# The input
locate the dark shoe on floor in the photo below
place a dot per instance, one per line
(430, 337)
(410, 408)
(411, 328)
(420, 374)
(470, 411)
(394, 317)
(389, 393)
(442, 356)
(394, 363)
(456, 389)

# What to work on
Arrange every line of the records above as a Markdown table with the columns "Row" and "Line", numbering the rows in order and leaving out any blank lines.

# Answer to this problem
| Row | Line |
|---|---|
| 1 | locate the dark shoe on floor in the photo below |
| 2 | place a dot per instance, one per line |
| 3 | (430, 337) |
| 4 | (410, 408) |
| 5 | (411, 328) |
| 6 | (420, 374) |
| 7 | (470, 411) |
| 8 | (394, 317) |
| 9 | (389, 393) |
| 10 | (442, 356) |
| 11 | (394, 363) |
| 12 | (456, 389) |